SET PROBLEM:
Present the lines starting at the first one and ending at the line that contains "left=310, top=172, right=325, bottom=254", both included, as a two-column CSV with the columns text and answer. Each row holds one text and its answer, each in a single quoted field with line breaks replaced by spaces.

DATA SUPPLIED:
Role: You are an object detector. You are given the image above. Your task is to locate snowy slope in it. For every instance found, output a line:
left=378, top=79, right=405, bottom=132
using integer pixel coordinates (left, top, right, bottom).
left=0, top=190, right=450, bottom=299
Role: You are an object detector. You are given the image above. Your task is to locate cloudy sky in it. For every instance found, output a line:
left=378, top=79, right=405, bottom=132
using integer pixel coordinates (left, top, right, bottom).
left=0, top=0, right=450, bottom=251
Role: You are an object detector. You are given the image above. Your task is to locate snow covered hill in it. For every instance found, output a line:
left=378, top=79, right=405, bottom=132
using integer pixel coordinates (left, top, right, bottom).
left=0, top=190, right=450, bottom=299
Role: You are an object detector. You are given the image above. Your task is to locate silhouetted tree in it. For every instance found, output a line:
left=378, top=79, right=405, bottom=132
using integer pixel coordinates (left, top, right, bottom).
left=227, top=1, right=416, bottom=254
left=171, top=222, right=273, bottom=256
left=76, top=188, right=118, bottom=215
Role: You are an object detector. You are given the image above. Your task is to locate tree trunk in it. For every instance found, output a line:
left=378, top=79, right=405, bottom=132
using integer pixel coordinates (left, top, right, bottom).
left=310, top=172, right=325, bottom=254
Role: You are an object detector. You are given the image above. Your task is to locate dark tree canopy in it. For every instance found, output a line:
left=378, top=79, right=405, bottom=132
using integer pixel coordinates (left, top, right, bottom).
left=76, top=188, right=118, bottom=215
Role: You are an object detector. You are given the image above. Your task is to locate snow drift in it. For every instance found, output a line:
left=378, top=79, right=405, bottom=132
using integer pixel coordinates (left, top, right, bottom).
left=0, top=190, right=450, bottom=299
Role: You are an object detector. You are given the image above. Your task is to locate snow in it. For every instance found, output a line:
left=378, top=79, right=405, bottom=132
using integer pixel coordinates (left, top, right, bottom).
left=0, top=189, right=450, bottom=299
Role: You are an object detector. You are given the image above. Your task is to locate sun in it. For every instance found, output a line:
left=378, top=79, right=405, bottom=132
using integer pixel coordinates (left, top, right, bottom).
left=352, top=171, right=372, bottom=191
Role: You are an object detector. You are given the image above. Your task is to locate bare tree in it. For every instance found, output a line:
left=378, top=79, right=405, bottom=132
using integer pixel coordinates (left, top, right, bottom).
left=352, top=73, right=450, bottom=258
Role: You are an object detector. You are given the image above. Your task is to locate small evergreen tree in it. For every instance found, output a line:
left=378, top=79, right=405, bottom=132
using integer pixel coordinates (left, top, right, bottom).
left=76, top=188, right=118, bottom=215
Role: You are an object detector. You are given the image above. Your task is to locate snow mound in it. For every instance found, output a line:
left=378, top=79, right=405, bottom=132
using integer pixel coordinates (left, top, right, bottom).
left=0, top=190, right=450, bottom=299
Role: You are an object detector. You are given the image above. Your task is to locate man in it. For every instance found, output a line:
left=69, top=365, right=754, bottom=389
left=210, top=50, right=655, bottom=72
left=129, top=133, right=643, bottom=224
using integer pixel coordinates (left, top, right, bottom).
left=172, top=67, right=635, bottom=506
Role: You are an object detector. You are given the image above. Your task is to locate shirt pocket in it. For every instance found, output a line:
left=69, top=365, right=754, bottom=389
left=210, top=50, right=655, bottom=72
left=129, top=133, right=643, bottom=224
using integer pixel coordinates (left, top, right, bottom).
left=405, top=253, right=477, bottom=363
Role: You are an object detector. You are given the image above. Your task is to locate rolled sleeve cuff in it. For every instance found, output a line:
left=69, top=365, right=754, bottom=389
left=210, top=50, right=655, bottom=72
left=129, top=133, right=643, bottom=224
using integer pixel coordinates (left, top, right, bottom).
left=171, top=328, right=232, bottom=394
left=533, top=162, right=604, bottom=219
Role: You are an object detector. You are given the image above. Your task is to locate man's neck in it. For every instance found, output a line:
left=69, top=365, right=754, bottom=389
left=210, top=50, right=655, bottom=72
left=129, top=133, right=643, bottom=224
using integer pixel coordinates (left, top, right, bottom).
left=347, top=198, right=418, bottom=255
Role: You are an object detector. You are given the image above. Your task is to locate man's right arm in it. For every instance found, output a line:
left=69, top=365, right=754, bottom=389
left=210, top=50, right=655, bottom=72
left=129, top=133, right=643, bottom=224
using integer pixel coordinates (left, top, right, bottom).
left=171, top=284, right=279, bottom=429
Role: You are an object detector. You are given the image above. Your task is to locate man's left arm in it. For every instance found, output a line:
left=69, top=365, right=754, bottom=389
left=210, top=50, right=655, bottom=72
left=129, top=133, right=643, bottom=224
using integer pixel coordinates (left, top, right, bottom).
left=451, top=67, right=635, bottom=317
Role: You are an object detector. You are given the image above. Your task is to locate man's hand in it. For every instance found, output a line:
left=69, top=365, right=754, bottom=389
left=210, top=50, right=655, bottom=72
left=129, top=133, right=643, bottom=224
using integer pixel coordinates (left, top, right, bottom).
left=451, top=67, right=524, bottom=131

RESULT OF THIS EXERCISE:
text,answer
"Role: You are an object detector. You are given the image above. Your task is to locate snowy slope in it. For every instance found, output a line: left=378, top=79, right=405, bottom=132 using integer pixel coordinates (left, top, right, bottom).","left=0, top=190, right=450, bottom=299"
"Role: You are an object detector. You are given the image above. Your task is to locate cloudy sky in it. For every instance found, output a line: left=378, top=79, right=405, bottom=132 using integer pixel coordinates (left, top, right, bottom).","left=0, top=0, right=450, bottom=251"
"Role: You are an object detector. You are given the image above. Your task is to locate snow covered hill in it. For every instance found, output a line: left=378, top=79, right=405, bottom=132 using integer pixel coordinates (left, top, right, bottom).","left=0, top=190, right=450, bottom=299"
"Role: You are an object detector. You are given the image above. Your task is to locate silhouetted tree in it. For every instance found, output a line: left=378, top=79, right=405, bottom=132 using integer pixel coordinates (left, top, right, bottom).","left=227, top=1, right=416, bottom=254 left=171, top=222, right=273, bottom=256 left=76, top=188, right=118, bottom=215"
"Role: You are an object detector. You are given the image above. Your task is to locate tree trunk in it. For every instance found, output a line: left=378, top=79, right=405, bottom=132 using integer pixel coordinates (left, top, right, bottom).","left=310, top=172, right=325, bottom=254"